Excerpts of bounding box data:
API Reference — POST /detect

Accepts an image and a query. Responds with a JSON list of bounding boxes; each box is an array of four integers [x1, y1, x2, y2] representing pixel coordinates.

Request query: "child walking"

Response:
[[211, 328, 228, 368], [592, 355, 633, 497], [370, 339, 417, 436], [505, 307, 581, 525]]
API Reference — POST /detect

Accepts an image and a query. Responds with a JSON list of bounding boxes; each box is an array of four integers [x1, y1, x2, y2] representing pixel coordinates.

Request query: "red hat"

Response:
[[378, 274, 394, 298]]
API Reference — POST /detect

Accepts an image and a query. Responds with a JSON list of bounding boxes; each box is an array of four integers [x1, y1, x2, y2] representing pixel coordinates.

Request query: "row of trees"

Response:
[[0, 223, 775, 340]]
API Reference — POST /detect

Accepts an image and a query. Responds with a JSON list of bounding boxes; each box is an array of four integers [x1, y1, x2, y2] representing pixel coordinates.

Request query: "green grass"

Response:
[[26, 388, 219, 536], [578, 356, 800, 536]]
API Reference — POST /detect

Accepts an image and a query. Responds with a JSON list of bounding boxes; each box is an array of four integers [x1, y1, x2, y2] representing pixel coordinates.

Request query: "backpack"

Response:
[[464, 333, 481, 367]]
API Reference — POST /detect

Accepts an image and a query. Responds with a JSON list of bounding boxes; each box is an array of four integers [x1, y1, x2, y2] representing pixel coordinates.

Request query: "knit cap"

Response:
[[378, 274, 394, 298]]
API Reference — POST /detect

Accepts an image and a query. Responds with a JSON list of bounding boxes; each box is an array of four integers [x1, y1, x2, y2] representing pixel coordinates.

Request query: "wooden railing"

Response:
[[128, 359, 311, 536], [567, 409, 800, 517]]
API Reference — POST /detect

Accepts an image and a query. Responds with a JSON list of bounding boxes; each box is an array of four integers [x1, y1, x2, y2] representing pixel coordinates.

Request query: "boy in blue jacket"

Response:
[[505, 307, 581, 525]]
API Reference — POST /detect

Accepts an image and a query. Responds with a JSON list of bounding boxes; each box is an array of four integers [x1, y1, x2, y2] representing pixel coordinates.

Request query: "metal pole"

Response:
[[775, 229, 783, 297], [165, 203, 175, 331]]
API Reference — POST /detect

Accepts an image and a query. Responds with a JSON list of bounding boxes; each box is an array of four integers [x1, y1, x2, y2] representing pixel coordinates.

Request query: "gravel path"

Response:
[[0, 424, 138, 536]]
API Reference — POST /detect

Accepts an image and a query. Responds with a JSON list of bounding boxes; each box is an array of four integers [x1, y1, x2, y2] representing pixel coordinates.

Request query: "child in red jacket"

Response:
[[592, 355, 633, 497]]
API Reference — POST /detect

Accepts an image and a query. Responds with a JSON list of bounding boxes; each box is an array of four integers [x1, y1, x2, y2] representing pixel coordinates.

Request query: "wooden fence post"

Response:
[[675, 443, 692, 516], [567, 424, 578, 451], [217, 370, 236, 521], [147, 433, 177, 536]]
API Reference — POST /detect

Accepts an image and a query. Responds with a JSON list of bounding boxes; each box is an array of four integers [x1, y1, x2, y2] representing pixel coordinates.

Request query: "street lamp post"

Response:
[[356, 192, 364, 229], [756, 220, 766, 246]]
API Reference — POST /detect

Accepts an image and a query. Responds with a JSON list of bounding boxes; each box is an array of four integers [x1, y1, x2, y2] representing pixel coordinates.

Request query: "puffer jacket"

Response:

-- Goal of the exercise --
Shift every bounding box coordinate up by 125, and write out the listing from its first line through the line containing "[[464, 333, 481, 367]]". Keep all other text unchanged.

-- Expected answer --
API Reference — POST /detect

Accepts an image and a query. Responds with a JSON list of bounding boxes; each box is an array of four integers [x1, y1, x2, y2] representing pixel coordinates.

Request query: "child walking"

Response:
[[336, 453, 353, 493], [717, 480, 758, 622], [495, 464, 542, 561], [630, 432, 706, 650]]
API Reference — POST /detect

Accepts an image and a query. Responds with a JSON list of bounding boxes; each box is an array of four integers [x1, y1, x2, y2] representing pixel coordinates.

Request query: "red hat"

Response:
[[503, 399, 519, 423]]
API Reference — POST /detect

Accepts an image and a query. Responds with a JSON list of bounding boxes; each box is an array of four integers [x1, y1, x2, y2] representing pixel coordinates.

Request query: "row of trees"

Response:
[[125, 348, 900, 465]]
API Reference — POST /detect

Accepts an image and a query. Responds with a JSON list of bounding boxes; each box is an array of four integers [x1, y1, x2, y2] representing pixel coordinates.

Request query: "green grass"

Response:
[[151, 513, 344, 661], [703, 481, 925, 661]]
API Reference — POST /detect

Accepts an image and a query. Responds with a JSON list of bounding boxes; each box is an array of four integers [x1, y1, x2, y2] representing pixel coordinates.

Request query: "backpack"

Response:
[[589, 458, 606, 492]]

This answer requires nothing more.